[Supplied records — start]
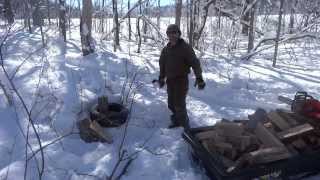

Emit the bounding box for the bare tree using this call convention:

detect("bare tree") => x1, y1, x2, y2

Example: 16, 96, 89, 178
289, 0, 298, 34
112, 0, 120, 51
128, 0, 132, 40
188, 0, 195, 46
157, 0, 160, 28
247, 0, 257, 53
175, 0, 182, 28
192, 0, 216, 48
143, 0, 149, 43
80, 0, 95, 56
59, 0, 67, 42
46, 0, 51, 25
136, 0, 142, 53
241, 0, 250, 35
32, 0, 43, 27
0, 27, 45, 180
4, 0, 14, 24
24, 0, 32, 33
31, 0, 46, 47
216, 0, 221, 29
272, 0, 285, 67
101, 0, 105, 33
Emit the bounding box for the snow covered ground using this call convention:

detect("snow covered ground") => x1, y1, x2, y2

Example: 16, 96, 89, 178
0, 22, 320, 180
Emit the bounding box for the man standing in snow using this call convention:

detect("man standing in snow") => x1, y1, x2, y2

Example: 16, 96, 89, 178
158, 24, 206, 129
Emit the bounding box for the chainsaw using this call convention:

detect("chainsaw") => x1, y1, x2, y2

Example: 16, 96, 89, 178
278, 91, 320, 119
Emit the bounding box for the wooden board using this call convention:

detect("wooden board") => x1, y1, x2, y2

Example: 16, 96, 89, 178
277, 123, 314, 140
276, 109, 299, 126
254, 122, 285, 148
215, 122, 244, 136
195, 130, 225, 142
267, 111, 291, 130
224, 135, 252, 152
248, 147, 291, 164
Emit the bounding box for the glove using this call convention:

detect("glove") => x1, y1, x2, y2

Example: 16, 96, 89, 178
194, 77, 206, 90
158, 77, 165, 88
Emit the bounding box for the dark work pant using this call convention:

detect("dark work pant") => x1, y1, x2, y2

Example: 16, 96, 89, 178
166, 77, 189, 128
[Supplied records — finish]
- [Task to complete] Find the lines in the entries above where "standing" occurs, and copy each of them.

- [Solution to the exercise]
Emit the bounding box for the man standing in snow using this call convention:
detect("man standing in snow") => x1, y1, x2, y2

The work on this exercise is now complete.